THE PROBLEM | Every line from the one containing "of the trailer" down to the last line of the listing below should be restated exactly, and nothing else.

INFORMATION SUPPLIED |

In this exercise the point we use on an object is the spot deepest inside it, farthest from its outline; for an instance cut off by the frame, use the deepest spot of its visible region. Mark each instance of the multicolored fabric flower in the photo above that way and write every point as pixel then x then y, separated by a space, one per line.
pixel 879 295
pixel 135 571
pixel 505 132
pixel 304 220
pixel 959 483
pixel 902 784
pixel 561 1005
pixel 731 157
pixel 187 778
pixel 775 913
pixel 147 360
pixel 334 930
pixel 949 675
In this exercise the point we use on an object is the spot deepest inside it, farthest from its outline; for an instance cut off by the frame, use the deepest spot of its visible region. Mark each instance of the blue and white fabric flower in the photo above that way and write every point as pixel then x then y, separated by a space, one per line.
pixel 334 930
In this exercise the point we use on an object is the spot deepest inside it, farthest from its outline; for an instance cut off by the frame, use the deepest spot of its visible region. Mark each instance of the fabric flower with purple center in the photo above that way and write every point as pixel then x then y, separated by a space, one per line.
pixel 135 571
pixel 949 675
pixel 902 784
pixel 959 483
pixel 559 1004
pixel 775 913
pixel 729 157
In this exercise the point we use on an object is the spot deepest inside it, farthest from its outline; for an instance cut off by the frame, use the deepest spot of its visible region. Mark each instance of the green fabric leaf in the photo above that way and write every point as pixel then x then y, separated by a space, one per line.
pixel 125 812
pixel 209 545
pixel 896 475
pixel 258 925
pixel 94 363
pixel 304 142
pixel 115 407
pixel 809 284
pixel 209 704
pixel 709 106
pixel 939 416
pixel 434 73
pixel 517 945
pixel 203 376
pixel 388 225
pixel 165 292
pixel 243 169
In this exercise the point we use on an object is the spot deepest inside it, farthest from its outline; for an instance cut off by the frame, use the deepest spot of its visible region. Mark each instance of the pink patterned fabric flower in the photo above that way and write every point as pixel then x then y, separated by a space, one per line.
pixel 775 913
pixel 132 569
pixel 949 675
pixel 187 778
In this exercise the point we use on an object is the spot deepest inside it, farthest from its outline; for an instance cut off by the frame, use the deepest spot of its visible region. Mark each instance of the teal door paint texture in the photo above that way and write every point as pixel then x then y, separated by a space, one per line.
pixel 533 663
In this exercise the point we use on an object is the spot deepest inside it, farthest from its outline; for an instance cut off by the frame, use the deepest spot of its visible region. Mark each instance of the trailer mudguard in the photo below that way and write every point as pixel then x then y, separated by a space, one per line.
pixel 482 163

SOLUTION |
In this exercise the point we use on an object is the spot deepest inside it, farthest from its outline; for an instance cut off by the frame, use the deepest spot of its visible region. Mark each instance of the trailer mudguard in the photo below that way and write every point as pixel then x then y, separated by a space, one per line.
pixel 482 163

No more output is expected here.